====== Page text

Needless to say, we lost that battle.
More from Wikipedia on Churchill’s speech to the Outer Cabinet:
“The French had failed to make a push northwards from the Somme. They had too few Divisions between the sea and Amiens and their communications had been badly bombed. Therefore, though we had done our best from the north, it had been impossible to close the gap, and we were in grave danger of being surrounded. Now, therefore, it was necessary to fight our way through to the Channel Ports and get away all we could…We should certainly be able to get 50,000 away. If we could get 100,000 away, that would be a magnificent performance… I have thought carefully in these last days whether it was part of my duty to consider entering into negotiations with That Man [Hitler]. But it was idle to think that, if we tried to make peace now, we should get better terms than if we fought it out. The Germans would demand our – that would be called disarmament – our naval bases, and much else. We should become a slave state, though a British Government which would be Hitler’s puppet would be set up – under Mosley or some such person. And where should we be at the end of all that? On the other side we have immense reserves and advantages. And I am convinced that every one of you would rise up and tear me down from my place if I were for one moment to contemplate parley or surrender. If this long island story of ours is to end at last, let it end only when each one of us lies choking in his own blood upon the ground.”
Churchill would later write of the response he received at the conclusion of his remarks. “There occurred a demonstration which considered the character of the gathering – twenty-five experienced politicians and Parliament men, who represented all the different points of view, whether right or wrong, before the war – surprised me. Quite a number seemed to jump up from the table and come running to my chair, shouting and patting me on the back. There is no doubt that had I at this juncture faltered at all in the leading of the nation I should have been hurled out of office. I was sure that every Minister was ready to be killed quite soon, and have all his family and possessions destroyed, rather than give in. In this they represented the House of Commons and almost all the people. It fell to me in these coming days and months to express their sentiments on suitable occasions. This I was able to do because they were mine also. There was a white glow, overpowering, sublime, which ran though our Island from end to end.”
This period in history is also nicely portrayed in the film “Into the Storm” available on NetFlix.
The lesson may be that Britian did not enter the war a socialist country, but left it in that condition. The duties of war are socialist in nature, and Britian had two wars of exhaustion.
We show the signs. But ours are more the duties and responsibilities of Empire without pay or thanks–policeman of the world, and the strong executive and diminishing Republic that demands.
Two curiosities.

============
====== Information given

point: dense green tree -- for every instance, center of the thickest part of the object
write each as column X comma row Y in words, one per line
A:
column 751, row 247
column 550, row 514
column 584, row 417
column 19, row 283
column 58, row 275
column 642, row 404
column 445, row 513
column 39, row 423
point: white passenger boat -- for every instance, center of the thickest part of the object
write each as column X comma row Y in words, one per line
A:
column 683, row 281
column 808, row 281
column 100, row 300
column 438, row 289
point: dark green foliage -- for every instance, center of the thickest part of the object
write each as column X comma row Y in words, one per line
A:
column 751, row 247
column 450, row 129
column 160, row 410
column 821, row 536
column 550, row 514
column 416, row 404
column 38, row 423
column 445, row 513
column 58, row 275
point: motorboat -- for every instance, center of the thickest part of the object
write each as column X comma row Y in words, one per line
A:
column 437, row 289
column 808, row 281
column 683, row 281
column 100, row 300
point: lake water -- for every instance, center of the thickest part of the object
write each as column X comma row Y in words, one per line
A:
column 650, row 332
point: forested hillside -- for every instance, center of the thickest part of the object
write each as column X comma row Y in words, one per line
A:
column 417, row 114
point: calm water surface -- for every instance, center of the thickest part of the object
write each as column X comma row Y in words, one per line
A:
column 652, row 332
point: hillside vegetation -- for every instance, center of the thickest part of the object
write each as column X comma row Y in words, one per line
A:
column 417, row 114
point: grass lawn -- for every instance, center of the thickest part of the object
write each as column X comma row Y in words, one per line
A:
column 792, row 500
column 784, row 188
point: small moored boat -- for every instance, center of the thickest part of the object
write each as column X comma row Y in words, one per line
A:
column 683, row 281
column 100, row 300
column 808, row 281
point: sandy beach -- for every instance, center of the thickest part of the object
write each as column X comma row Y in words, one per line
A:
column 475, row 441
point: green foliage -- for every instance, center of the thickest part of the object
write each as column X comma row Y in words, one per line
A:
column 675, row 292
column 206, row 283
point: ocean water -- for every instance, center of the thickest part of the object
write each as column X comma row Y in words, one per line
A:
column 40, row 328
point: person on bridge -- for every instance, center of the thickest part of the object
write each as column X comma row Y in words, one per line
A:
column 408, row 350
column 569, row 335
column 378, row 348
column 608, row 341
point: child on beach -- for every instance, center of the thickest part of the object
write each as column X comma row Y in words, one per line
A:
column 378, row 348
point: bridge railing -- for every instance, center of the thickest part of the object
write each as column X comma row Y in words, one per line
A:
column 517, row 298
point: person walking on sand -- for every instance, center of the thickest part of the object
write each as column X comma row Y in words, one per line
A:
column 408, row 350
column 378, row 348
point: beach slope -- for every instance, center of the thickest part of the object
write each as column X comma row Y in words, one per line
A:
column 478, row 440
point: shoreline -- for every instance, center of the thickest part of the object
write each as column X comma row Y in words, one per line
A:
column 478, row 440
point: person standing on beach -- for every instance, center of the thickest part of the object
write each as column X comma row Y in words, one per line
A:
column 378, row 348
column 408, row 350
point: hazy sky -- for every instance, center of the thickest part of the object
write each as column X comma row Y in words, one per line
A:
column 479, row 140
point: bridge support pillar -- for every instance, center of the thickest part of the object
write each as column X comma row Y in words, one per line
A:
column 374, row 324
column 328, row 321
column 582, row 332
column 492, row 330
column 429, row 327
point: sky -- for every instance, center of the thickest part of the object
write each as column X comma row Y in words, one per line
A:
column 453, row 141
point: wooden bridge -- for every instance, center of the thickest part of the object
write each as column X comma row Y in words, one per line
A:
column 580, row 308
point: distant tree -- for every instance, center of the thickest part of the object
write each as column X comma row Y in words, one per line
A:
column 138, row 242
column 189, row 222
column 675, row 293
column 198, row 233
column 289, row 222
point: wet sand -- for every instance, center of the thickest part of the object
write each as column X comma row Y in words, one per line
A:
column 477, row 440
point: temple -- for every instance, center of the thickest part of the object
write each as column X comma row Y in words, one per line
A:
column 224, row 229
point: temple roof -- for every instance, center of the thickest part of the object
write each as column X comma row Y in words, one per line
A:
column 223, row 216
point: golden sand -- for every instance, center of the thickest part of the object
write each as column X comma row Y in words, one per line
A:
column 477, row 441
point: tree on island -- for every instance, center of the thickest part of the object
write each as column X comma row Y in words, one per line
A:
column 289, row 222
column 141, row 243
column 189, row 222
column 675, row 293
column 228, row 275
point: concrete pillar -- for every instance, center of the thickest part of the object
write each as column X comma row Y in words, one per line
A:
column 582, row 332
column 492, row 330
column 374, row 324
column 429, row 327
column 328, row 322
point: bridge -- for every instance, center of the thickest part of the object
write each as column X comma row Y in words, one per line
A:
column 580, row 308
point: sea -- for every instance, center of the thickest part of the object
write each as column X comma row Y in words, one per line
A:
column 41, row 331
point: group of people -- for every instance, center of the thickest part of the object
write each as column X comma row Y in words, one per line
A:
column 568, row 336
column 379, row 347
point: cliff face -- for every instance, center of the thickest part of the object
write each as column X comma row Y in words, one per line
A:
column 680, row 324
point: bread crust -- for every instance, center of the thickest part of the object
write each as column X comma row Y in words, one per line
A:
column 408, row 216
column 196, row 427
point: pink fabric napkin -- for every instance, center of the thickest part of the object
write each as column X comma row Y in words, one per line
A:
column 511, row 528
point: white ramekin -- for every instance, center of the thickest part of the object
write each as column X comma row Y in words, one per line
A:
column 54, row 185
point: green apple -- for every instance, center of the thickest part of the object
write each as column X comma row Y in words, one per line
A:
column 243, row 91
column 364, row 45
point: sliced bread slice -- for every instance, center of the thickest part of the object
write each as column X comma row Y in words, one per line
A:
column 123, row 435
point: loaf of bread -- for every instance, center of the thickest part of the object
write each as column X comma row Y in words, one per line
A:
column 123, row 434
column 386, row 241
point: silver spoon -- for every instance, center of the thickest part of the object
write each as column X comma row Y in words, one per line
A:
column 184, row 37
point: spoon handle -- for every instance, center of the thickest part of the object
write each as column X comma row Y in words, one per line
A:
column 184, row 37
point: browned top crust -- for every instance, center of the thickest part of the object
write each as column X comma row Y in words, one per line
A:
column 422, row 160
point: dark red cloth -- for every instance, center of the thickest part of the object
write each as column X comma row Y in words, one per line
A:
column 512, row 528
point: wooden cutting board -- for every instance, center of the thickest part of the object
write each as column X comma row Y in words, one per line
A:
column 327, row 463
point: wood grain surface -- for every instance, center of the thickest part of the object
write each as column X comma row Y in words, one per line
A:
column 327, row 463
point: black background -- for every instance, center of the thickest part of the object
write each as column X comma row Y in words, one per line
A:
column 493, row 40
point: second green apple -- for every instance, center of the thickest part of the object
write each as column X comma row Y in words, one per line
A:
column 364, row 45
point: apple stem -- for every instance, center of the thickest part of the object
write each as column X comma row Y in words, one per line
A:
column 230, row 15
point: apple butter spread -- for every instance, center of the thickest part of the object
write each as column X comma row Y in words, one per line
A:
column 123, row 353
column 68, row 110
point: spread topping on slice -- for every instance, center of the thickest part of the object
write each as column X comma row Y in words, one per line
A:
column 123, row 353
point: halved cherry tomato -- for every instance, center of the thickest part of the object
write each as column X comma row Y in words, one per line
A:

============

- Objective A -
List every place named in Churchill's speech to the Outer Cabinet as quoted in the page text.
- Objective B -
According to the page text, what film portrays this period in history?

- Correct answer A -
- The Somme
- Amiens
- The Channel Ports

- Correct answer B -
"Into the Storm," available on NetFlix.